__Text segment__.
A Funny Thing Happened On The Way to Mission

I set out to understand missions - to dive in and get a grip on the purpose and function of missions.

A divine discontent constrained and drove me.

I felt that something was not right with the American/Western missionary machine.

I found that our acts of compassion were gigantic, commendable, and well known if not well funded. We were painting more churches than we were planting. We were feeding more mouths than souls. We were hugging more orphans than we were adopting sons into the Kingdom of God. Our practical service was amazing, but real spiritual fruit, measured in terms of new disciples and new congregations and the growth of the Church, was on that same scale spotty and paltry.

I became critical.

We had delegated the husbandry of our spiritual "farms" primarily to a Gentry Class - a Few Paid Professionals whom we called our Full Time Missionaries. Meanwhile, our own congregants, churches full of disciples, were ill equipped and weakly motivated to obey their own personal Calling to the Great Commission.

Then, a funny thing happened on the way to my understanding of missions. (I am still not there.)

I began to hang out with missional disciples - with long term missionaries and stateside ministers who had borne real fruit at home and in the field... fruit that remained and multiplied and grew and bore yet even more fruit.

I committed to learn, became willing to challenge all prior assumptions.

__Action item A__.
In the missions essay, to whom was the husbandry of the spiritual "farms" mainly delegated?
__Action item B__.
Please carry on the missions essay after its final sentence, keeping its first-person voice.

(Referring-expression pointing records)
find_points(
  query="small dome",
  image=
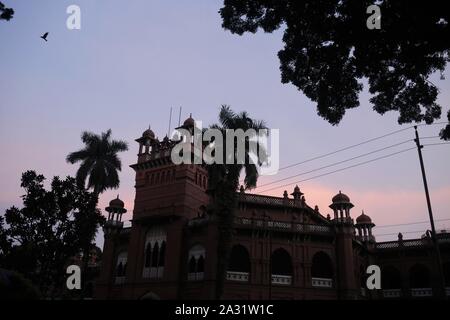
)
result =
(340, 198)
(189, 122)
(116, 203)
(363, 219)
(148, 133)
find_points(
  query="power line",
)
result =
(358, 144)
(408, 224)
(342, 169)
(435, 144)
(343, 149)
(335, 163)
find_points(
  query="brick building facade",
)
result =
(282, 248)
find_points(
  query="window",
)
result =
(196, 263)
(154, 253)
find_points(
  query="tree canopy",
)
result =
(39, 239)
(328, 51)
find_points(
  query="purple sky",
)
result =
(133, 60)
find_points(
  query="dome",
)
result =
(340, 197)
(189, 122)
(148, 133)
(363, 219)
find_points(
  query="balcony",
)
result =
(421, 292)
(392, 293)
(237, 276)
(153, 272)
(322, 282)
(283, 226)
(196, 276)
(281, 279)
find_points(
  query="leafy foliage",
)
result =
(99, 161)
(54, 225)
(223, 182)
(328, 50)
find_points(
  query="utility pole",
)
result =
(430, 213)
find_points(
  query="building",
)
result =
(282, 248)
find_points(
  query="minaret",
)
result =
(111, 229)
(364, 226)
(345, 273)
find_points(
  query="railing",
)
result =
(119, 280)
(421, 292)
(283, 225)
(195, 276)
(237, 276)
(281, 279)
(322, 282)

__Task response A__.
To a Gentry Class, a Few Paid Professionals called Full Time Missionaries.

__Task response B__.
I became less critical.

I learned to drop the trailing 's' from "missions", and call it Mission.

To replace, "What is missions?" with "What is the Mission of Christ and His Church?"

If Mission is about the expansion of the Church (it is), then I could not study the Mission of the Church without learning more about the Church itself.

So I began to study the Church.

And I found I could not study the Church without learning more about the One who passionately loves the Church.

I began to see the DNA of Christ's Body - this DNA is a Redemptive Dynamic - as the gathering force of the Church and the sending force of it's Mission. This gathering/sending dynamic is the Power over which the Gates of Hell cannot prevail.

A funny thing happened on my quest to understand missions.

I began to fall in love again.

My own ember of discipleship - my daily, face-to-face relationship with Christ, deep in my own heart - was reignited.

I followed my Calling all the way back to the One Who Calls, followed missions all the way back to The Mission. And in return, my love and appreciation deepened for Jesus, His work in my heart, His loving Mission to the world, and His Church as the actual presence of His Life on earth.

This life of love and grace must be shared, and we are the vehicle Christ has chosen. We are the Church He loves. That Call to expand - to cross the line between churched and unchurched in order to share this Life and make new disciples - is our Mission.

I could die for that.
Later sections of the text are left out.